PROBLEM TO SOLVE
Repeat, line for line, the entries printed below.
──────────────────────────────
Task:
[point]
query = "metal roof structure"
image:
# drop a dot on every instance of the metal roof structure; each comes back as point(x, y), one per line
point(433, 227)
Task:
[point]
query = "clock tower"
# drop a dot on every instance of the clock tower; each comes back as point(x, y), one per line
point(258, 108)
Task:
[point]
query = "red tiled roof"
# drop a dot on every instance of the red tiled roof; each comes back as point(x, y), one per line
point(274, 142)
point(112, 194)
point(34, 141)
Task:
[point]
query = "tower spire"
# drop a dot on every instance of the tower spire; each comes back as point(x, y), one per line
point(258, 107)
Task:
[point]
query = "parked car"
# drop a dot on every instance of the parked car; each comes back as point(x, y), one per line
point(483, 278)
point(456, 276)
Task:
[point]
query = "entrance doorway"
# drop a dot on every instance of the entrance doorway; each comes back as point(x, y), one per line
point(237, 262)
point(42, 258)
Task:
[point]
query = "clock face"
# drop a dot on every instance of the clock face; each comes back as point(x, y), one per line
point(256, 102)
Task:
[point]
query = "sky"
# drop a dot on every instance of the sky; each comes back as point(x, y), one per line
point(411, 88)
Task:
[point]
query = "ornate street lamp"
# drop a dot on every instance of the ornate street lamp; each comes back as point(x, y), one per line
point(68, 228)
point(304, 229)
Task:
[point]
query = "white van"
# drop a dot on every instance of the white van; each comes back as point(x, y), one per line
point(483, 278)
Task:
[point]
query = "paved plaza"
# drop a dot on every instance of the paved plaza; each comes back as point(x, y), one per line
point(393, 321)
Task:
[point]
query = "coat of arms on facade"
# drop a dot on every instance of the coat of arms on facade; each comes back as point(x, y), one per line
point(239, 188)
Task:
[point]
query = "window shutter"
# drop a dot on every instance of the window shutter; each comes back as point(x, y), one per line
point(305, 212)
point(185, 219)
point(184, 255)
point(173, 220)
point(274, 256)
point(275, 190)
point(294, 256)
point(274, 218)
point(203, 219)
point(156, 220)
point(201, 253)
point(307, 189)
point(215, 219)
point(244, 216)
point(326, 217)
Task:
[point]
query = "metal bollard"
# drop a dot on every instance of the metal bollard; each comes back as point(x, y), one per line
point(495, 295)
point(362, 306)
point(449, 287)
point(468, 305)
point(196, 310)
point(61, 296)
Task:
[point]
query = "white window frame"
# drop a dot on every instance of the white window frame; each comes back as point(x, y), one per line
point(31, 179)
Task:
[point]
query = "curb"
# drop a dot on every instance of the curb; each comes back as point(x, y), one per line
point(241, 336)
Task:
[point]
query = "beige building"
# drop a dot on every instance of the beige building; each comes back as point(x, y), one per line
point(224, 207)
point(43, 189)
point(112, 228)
──────────────────────────────
SOLUTION TO THIS TASK
Task:
[point]
query = "metal roof structure"
image:
# drop a dot on every instance of the metal roof structure; each comes back as point(x, y), one per line
point(433, 227)
Task:
[point]
query = "clock tower"
# drop a dot on every instance of the clock tower; each comes back as point(x, y), one per line
point(258, 108)
Task:
[point]
query = "red tiled roof"
# drop a dot on every instance of the red tiled roof; each comes back as point(x, y), one per line
point(274, 142)
point(112, 194)
point(34, 141)
Task:
[point]
query = "tower spire"
# drop a dot on every instance of the tower spire; each comes back as point(x, y), one per line
point(258, 107)
Task:
[point]
query = "parked car"
# drop a dot on every instance of the parked car; each comes back as point(x, y), one per line
point(483, 278)
point(456, 276)
Task:
[point]
query = "entrance doorway"
# drop a dot on every instance of the entrance doorway; each comes back as point(x, y), one per line
point(237, 262)
point(42, 258)
Task:
[point]
query = "clock face"
# drop a dot on every instance of the clock face; each comes back as point(x, y), one per line
point(256, 102)
Task:
[point]
query = "sky"
# drop a dot on every instance of the sky; each comes back as point(x, y), one per line
point(411, 88)
Task:
[point]
query = "ornate street lamp"
# drop a dot on every instance of the ornate street lamp; each comes back as point(x, y), one per line
point(68, 228)
point(304, 229)
Task:
[point]
query = "white van"
# drop a dot on every instance of the white van; each comes back as point(x, y), one per line
point(483, 278)
Task:
[point]
query = "paved plaza"
# drop a dot on every instance of the paved plaza; each comes back as point(x, y), one per line
point(393, 321)
Task:
[point]
query = "coat of arms on facade"
# drop a dot on every instance of the coat of arms on facade; each comes back as point(x, y), one per line
point(239, 188)
Task:
[point]
query = "window shutter"
# drop a dot on every instance of the window shutter; each comes back as point(x, y), one per line
point(305, 212)
point(185, 219)
point(184, 255)
point(173, 220)
point(274, 256)
point(275, 190)
point(294, 256)
point(274, 218)
point(203, 219)
point(156, 220)
point(201, 253)
point(307, 189)
point(215, 219)
point(244, 216)
point(326, 217)
Task:
[point]
query = "metal bollard"
# drop a dot on every instance of the metal bollard; each comes back as point(x, y), one per line
point(495, 295)
point(362, 306)
point(449, 287)
point(468, 305)
point(196, 310)
point(61, 296)
Task:
[point]
query = "white window frame"
# drop a dot on every instance of the white window frame; each comes back as point(x, y), one per line
point(31, 179)
Task:
[point]
query = "curb"
# drop a dot on every instance of the curb; each comes back as point(x, y), one per line
point(241, 336)
Task:
[point]
query = "beige building"
# drop a dot on every instance of the beige building; each comes back as point(x, y), one per line
point(224, 207)
point(43, 189)
point(112, 228)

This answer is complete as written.